─── TEXT PASSAGE

COVID-19 is a ‘black swan’ event impacting already glum battery raw materials markets. Longer term, market fundamentals for lithium, graphite, cobalt, nickel (and the rest) remain positive — but miners and explorers still need cash to navigate any short-term uncertainties.

Graphite producer Syrah Resources (ASX:SYR) — which curbed production pre-virus in Q4 2019 to match market demand — is the latest ASX-listed company to suspend full-year 2020 guidance.

“Risks to the international mobility of personnel and the free movement of supply chains have elevated as countries increasingly enact border controls, travel restrictions and quarantine requirements,” it told investors.

“In addition, with consideration of potential near-term demand and supply shocks due to COVID-19, the company is observing a degree of market and operational uncertainty beyond Q1 2020.”

Importantly, Syrah says its “balance sheet is well positioned to navigate these near-term uncertainties”.

──────
─── SUPPLIED INFORMATION

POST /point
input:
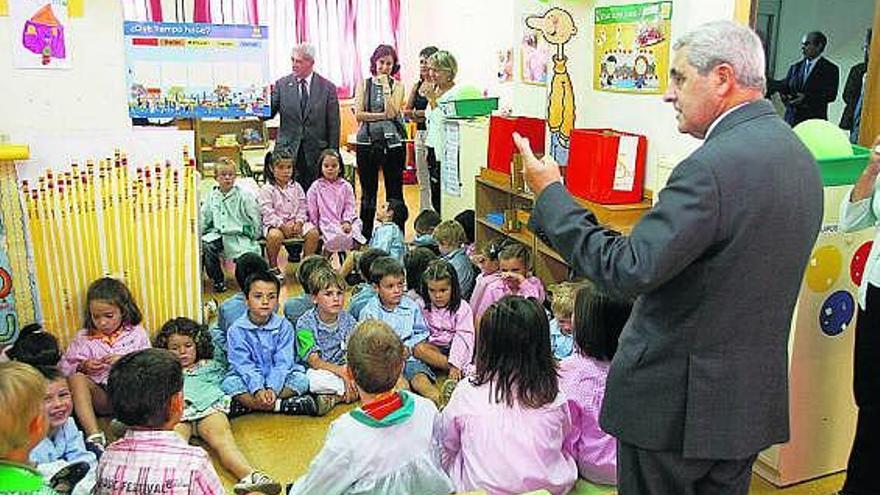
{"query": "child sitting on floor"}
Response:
(598, 321)
(451, 239)
(146, 391)
(205, 403)
(111, 330)
(515, 279)
(264, 372)
(405, 318)
(387, 236)
(508, 429)
(284, 209)
(232, 308)
(562, 306)
(321, 335)
(364, 291)
(414, 262)
(294, 307)
(450, 322)
(230, 221)
(384, 447)
(424, 225)
(332, 206)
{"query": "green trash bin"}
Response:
(844, 170)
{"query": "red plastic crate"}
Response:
(602, 170)
(501, 147)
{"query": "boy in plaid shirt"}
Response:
(146, 390)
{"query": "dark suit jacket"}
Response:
(819, 90)
(317, 130)
(716, 266)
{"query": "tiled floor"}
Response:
(284, 446)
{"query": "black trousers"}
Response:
(864, 457)
(212, 257)
(434, 175)
(648, 472)
(370, 158)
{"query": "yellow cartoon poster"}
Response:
(632, 48)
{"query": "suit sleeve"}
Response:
(666, 240)
(332, 117)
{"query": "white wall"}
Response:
(90, 95)
(844, 22)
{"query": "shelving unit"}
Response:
(495, 195)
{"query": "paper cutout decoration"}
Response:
(43, 34)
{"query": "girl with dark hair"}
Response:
(378, 105)
(596, 325)
(206, 405)
(507, 429)
(112, 329)
(284, 210)
(450, 322)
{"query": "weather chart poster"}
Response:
(632, 48)
(39, 30)
(196, 70)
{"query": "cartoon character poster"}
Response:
(632, 48)
(39, 30)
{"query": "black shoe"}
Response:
(64, 480)
(299, 405)
(237, 409)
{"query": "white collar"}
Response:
(720, 117)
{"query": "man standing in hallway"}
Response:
(811, 84)
(309, 114)
(699, 384)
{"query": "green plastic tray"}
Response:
(470, 107)
(845, 170)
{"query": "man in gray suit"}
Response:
(699, 384)
(309, 114)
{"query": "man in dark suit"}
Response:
(699, 384)
(811, 84)
(309, 114)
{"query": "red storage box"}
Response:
(501, 147)
(606, 166)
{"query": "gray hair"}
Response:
(307, 50)
(726, 42)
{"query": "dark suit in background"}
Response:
(701, 370)
(305, 135)
(819, 89)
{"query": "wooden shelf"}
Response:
(494, 194)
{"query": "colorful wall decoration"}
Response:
(632, 48)
(557, 27)
(40, 30)
(196, 70)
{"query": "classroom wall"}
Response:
(844, 22)
(90, 95)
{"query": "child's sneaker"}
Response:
(259, 482)
(325, 403)
(276, 272)
(299, 405)
(446, 392)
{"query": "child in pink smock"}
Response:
(331, 206)
(450, 321)
(284, 210)
(596, 326)
(508, 429)
(515, 279)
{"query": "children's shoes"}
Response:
(259, 482)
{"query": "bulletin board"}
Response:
(196, 70)
(632, 48)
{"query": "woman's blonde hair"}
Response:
(444, 60)
(22, 391)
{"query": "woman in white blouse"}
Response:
(859, 211)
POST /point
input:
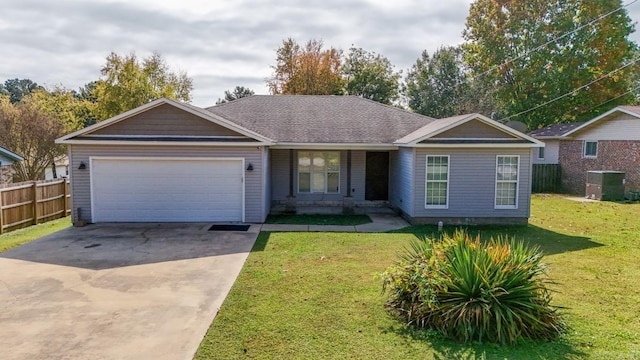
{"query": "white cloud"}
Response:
(220, 44)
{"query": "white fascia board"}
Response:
(489, 145)
(334, 146)
(163, 143)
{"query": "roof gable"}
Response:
(474, 129)
(466, 129)
(165, 120)
(161, 120)
(321, 119)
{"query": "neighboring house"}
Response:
(610, 141)
(7, 158)
(551, 136)
(62, 169)
(168, 161)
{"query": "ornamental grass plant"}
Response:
(473, 291)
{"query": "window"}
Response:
(318, 172)
(507, 182)
(437, 183)
(590, 148)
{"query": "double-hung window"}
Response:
(319, 172)
(590, 149)
(507, 181)
(437, 182)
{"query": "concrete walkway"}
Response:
(382, 222)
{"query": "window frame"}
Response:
(325, 172)
(516, 182)
(427, 181)
(585, 146)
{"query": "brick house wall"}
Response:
(611, 155)
(6, 174)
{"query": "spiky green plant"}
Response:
(471, 291)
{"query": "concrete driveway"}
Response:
(117, 291)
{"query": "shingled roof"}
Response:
(321, 119)
(555, 130)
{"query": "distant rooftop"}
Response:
(555, 129)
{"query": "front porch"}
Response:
(305, 181)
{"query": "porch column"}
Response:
(348, 204)
(290, 204)
(348, 173)
(290, 172)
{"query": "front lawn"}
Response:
(313, 295)
(18, 237)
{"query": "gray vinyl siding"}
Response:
(81, 179)
(472, 176)
(5, 161)
(621, 127)
(280, 176)
(401, 179)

──────

EXERCISE 1 – In the article on battery raw materials, when did Syrah Resources curb production to match market demand?
EXERCISE 2 – Extract the passage of the article on battery raw materials between "Graphite producer Syrah" and "full-year 2020 guidance.", inclusive.
The listing is separate material, unrelated to the article on battery raw materials.

EXPECTED OUTPUT 1 – In Q4 2019, before the virus.

EXPECTED OUTPUT 2 –
Graphite producer Syrah Resources (ASX:SYR) — which curbed production pre-virus in Q4 2019 to match market demand — is the latest ASX-listed company to suspend full-year 2020 guidance.